3. Avoid gag-inducing, ignorant remarks by people who swear “I’m not racist/sexist/homophobic/xenophobic/etc BUT…” Guys, the past two years have taught me that I was living in a lovely, liberal-leaning, lighthearted bubble of tolerance and civility because I only regularly hung out with ten people who were the kind to drop “heteronormativity” in everyday conversation. The rest of the world is not like this. The rest of the world is poop.

4. Find an exercise regime I enjoy. I hate exertion. Period. I will drag my tree trunk thighs to the gym because my vanity is a tad more powerful than my laziness. But I will never like it.

5. Stop daydreaming about the Eat, Pray, Love reinvention I would have if I moved to some far off location. This usually occurs when I’m visiting said far off location, and all I can focus on is how much better X city is than my current residential situation. This is probably motivated and enhanced by whatever alcoholic beverage I’m currently imbibing in said location.

6. Find any interest in the minute analysis of the size of your thighs followed by a play-by-play description of your newfangled diet. I have unfriended people on Facebook for this, and only this, reason.

--*--

■ **Goal**
Pick up the numbered list of things the writer can't or won't do, starting right after its last item, and keep writing in the same voice. The listing after this is separate material and has no connection to the text.

■ **Source material**
--*--

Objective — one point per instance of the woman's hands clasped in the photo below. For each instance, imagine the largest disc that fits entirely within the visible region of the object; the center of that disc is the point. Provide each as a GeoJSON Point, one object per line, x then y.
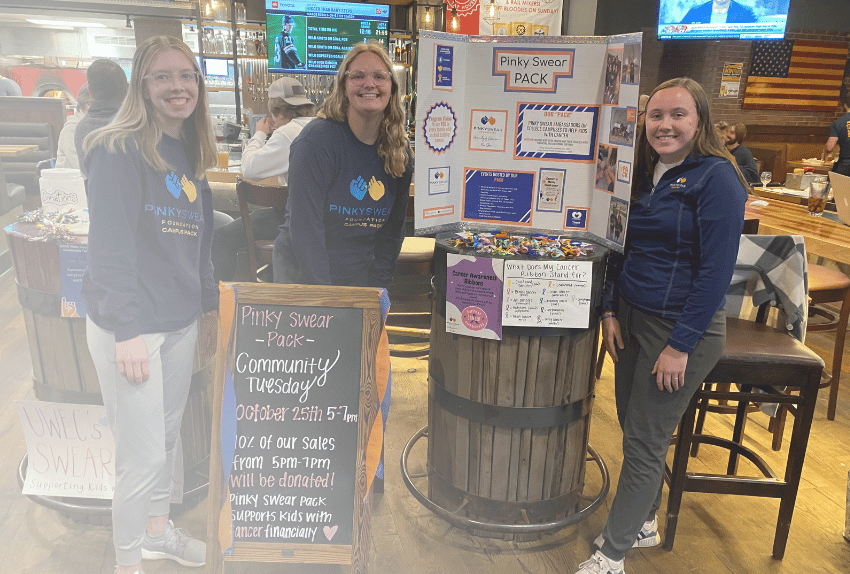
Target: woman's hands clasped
{"type": "Point", "coordinates": [669, 369]}
{"type": "Point", "coordinates": [132, 359]}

--*--

■ **Output of the task**
7. Go to bridal/baby showers with any other feeling except overwhelming dread. I don’t know what it is about theses supposed joyous occasions that make me feel like Frodo at the gates of Mordor. The forced conversations with a centenarian great-aunt? The worship of material consumption as we ooh and aaah over a shiny new cherry pitter that the bride will never use? The insufferable games that insult our god-given intelligence?

8. On a related note, find a convincing reason that will effectively stop anyone else from asking the baby question. Actually, I do have one that might be the nuclear answer: “NEVER. I’m infertile.” If I didn’t believe in the power of jinx, I’d be dropping those Enola Gay’s left and right.

9. Refuse to believe that Charlie is anything else but a superior life form.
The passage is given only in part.